***** Textabschnitt *****
Höhle mit Kino
Ein Gästehaus im belgischen Berlare von Atelier Vens Vanbelle
So extrovertiert geht introvertiert! Ein Filmproduzent hat in seinem Garten in Ostflandern ein Gästehaus mit Showeffekt errichten lassen. Die Architekten Dries Vens und Maarten Vanbelle ersannen einen Zufluchtsort, der doppelt wirkt: um Filme im kleinen Rahmen zu schauen und die Gedanken mit Natureindrücken zu beflügeln.
Was ist besser als Kino? Richtig, ein Heimkino! Mit Projektor statt Bildschirm, roten Samtvorhängen und einer eigenen Bar – genau wie in den Villen der Hollywood-Produzenten der Zwanzigerjahre. In Corona-Zeiten sind Privatkinos die einzigen Orte, in denen Filme noch das dürfen, wofür sie eigentlich gemacht sind: über eine Leinwand flimmern und durch die völlige Dunkelheit des Saals die Realität der Gegenwart ausblenden. Eskapismus in Reinform. Aus heutiger Sicht stehen sie für ein Stück wiedererlangte Freiheit.
***** Extrahierte Daten *****
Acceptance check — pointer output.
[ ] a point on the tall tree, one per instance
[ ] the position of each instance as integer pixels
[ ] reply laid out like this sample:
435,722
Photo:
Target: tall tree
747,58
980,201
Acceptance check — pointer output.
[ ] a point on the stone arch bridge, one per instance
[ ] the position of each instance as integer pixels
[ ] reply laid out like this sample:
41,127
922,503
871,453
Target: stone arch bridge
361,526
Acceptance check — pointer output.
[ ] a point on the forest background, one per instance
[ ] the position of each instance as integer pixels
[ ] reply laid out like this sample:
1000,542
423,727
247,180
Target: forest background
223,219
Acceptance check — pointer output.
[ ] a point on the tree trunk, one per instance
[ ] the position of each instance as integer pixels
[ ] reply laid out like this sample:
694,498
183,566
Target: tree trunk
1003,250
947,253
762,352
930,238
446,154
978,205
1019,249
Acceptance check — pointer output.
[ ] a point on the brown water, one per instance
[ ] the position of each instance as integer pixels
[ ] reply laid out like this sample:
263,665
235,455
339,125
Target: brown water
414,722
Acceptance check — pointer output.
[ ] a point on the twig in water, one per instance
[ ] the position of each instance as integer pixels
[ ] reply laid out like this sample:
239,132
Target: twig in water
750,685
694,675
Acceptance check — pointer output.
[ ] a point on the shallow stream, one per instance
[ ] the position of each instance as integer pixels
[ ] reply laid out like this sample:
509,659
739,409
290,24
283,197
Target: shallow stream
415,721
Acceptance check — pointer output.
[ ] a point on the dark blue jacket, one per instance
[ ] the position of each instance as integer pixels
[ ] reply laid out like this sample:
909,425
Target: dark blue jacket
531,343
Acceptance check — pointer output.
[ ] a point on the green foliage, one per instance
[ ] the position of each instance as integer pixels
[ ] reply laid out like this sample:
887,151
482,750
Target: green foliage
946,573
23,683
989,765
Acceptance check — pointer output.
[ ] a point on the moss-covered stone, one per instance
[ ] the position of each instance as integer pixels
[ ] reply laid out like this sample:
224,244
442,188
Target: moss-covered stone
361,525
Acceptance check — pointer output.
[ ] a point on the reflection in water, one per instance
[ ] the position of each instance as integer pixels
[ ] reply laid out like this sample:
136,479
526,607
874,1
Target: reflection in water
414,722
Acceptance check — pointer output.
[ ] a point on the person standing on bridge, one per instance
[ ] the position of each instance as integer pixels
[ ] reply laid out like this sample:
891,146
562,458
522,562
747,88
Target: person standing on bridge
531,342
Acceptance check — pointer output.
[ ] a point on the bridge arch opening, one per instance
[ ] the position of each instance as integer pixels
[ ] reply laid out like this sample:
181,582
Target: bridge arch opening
*****
- **Zu erledigende Aufgaben**:
1 > Welche Architekten entwarfen laut dem Textabschnitt über das Gästehaus in Berlare den Zufluchtsort?
2 > Wiederholen Sie aus dem Textabschnitt über das Gästehaus wortgetreu die Passage, beginnend mit "Höhle mit Kino" und weiter bis einschließlich "Natureindrücken zu beflügeln.".
Die Zeilen sind eigenständiges Material und gehören nicht zum Textabschnitt.

- **Ergebnisse je Aufgabe**:
1 > Dries Vens und Maarten Vanbelle.

2 >
Höhle mit Kino
Ein Gästehaus im belgischen Berlare von Atelier Vens Vanbelle
So extrovertiert geht introvertiert! Ein Filmproduzent hat in seinem Garten in Ostflandern ein Gästehaus mit Showeffekt errichten lassen. Die Architekten Dries Vens und Maarten Vanbelle ersannen einen Zufluchtsort, der doppelt wirkt: um Filme im kleinen Rahmen zu schauen und die Gedanken mit Natureindrücken zu beflügeln.